* **Input for this task**
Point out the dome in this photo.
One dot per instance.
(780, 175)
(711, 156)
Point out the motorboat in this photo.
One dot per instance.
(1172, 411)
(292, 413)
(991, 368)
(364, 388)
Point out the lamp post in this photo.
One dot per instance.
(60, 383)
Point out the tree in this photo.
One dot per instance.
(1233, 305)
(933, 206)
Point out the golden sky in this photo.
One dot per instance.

* **What the exercise asks**
From first line to last, transcribe the material exactly.

* **Reply to the exercise**
Point out the dome in this photo.
One dot per instance.
(780, 175)
(711, 156)
Point out the motorboat in this photo.
One dot per instance.
(1172, 411)
(292, 413)
(991, 368)
(364, 388)
Point out the lamp post in this photo.
One dot per instance.
(60, 383)
Point out the tree in this photo.
One dot per instance.
(1233, 305)
(933, 206)
Point out the golden sky in this photo.
One dot per instance.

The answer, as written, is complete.